- [Work task]
The entries are to be repeated in full, without any change.

(Beginning of Data)

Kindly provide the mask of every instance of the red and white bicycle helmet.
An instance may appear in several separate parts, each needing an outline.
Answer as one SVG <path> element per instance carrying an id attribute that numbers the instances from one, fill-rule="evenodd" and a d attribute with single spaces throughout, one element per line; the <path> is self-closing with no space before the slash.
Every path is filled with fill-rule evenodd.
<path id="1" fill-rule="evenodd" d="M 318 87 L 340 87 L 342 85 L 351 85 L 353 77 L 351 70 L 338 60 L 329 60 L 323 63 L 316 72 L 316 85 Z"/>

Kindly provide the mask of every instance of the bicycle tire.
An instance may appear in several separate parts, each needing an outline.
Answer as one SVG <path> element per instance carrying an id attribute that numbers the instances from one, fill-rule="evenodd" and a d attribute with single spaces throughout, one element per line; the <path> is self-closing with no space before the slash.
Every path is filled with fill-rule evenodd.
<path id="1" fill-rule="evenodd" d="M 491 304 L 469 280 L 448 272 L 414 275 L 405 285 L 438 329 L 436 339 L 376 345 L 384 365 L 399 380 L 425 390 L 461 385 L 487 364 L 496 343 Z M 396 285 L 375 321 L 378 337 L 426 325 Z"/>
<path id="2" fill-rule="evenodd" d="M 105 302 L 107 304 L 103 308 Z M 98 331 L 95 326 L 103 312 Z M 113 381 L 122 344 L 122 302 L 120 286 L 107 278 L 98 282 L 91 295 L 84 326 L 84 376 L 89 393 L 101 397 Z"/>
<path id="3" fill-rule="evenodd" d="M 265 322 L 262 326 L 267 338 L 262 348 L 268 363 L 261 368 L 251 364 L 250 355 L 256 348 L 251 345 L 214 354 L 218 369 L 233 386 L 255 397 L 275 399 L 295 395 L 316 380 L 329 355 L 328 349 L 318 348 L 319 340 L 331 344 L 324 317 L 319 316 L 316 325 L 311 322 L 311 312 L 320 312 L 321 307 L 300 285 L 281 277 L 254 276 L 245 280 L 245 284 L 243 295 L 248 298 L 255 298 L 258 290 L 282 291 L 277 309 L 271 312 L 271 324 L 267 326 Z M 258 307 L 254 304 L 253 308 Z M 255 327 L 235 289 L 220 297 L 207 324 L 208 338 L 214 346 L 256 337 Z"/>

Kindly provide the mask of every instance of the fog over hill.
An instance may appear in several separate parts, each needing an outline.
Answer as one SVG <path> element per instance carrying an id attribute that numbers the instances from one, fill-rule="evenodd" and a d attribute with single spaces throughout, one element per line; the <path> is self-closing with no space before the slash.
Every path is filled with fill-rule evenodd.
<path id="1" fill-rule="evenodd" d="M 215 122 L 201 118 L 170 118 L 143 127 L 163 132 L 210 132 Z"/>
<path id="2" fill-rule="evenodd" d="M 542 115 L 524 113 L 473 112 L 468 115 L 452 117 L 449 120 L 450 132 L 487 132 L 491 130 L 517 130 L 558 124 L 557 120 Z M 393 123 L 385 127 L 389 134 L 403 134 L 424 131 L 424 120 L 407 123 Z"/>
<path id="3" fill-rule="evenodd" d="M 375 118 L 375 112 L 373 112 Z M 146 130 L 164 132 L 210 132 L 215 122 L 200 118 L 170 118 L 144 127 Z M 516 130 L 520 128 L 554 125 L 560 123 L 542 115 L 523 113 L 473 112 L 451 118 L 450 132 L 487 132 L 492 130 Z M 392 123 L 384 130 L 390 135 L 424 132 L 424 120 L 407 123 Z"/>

(End of Data)

- [Output of the task]
Kindly provide the mask of every instance of the red and white bicycle helmet.
An instance may appear in several separate parts, each needing an outline.
Answer as one SVG <path> element per instance carrying an id attribute that numbers the instances from one, fill-rule="evenodd" and a d attribute with single spaces throughout, one element per line; the <path> is self-closing with no space before the slash.
Every path is filled with fill-rule evenodd.
<path id="1" fill-rule="evenodd" d="M 318 87 L 340 87 L 342 85 L 351 85 L 353 77 L 351 70 L 338 60 L 329 60 L 323 63 L 316 72 L 316 85 Z"/>

Kindly provide the mask of every instance of the bicycle tire.
An instance may appear in several separate parts, each needing an outline.
Answer as one SVG <path> element per instance carrying an id attribute that numbers the instances from one, fill-rule="evenodd" and a d attribute with single spaces throughout, one element per line; the <path> is self-closing with no space before the slash.
Every path is filled with fill-rule evenodd.
<path id="1" fill-rule="evenodd" d="M 491 304 L 469 280 L 448 272 L 414 275 L 405 285 L 438 329 L 436 339 L 376 345 L 384 365 L 399 380 L 425 390 L 461 385 L 487 364 L 496 343 Z M 396 285 L 375 321 L 378 337 L 426 325 Z"/>
<path id="2" fill-rule="evenodd" d="M 105 302 L 107 304 L 103 308 Z M 98 331 L 95 326 L 103 312 Z M 113 381 L 122 344 L 122 302 L 120 286 L 107 278 L 98 282 L 91 295 L 84 326 L 84 376 L 89 393 L 101 397 Z"/>
<path id="3" fill-rule="evenodd" d="M 265 322 L 262 326 L 267 338 L 262 348 L 268 363 L 261 368 L 251 364 L 250 355 L 256 348 L 251 345 L 214 354 L 218 369 L 233 386 L 255 397 L 275 399 L 295 395 L 316 380 L 329 355 L 328 349 L 318 348 L 319 340 L 331 344 L 324 317 L 319 316 L 316 325 L 311 322 L 311 312 L 320 312 L 321 307 L 300 285 L 281 277 L 254 276 L 245 280 L 245 284 L 243 295 L 248 298 L 255 298 L 258 290 L 282 291 L 277 309 L 271 312 L 271 324 L 267 326 Z M 258 307 L 254 304 L 253 308 Z M 255 327 L 235 289 L 220 297 L 207 324 L 208 338 L 214 346 L 256 337 Z"/>

Kindly provide the mask of every instance of the fog over hill.
An instance may appear in several separate parts, each needing an outline.
Answer as one SVG <path> element per instance carrying an id attribute that numbers the instances from one, fill-rule="evenodd" and a d attribute with single spaces throughout, one element per line; the <path> is self-closing with no space before the slash.
Every path is filled with fill-rule evenodd.
<path id="1" fill-rule="evenodd" d="M 215 122 L 201 118 L 170 118 L 143 127 L 163 132 L 210 132 Z"/>
<path id="2" fill-rule="evenodd" d="M 542 115 L 524 113 L 473 112 L 468 115 L 452 117 L 449 120 L 450 132 L 487 132 L 491 130 L 517 130 L 558 124 L 557 120 Z M 393 123 L 385 127 L 389 134 L 403 134 L 424 131 L 424 120 L 407 123 Z"/>
<path id="3" fill-rule="evenodd" d="M 375 118 L 375 112 L 373 112 Z M 146 130 L 164 132 L 210 132 L 215 122 L 200 118 L 170 118 L 144 127 Z M 516 130 L 520 128 L 554 125 L 560 123 L 542 115 L 523 113 L 473 112 L 451 118 L 450 132 L 487 132 L 492 130 Z M 392 123 L 384 130 L 390 135 L 424 132 L 424 120 L 407 123 Z"/>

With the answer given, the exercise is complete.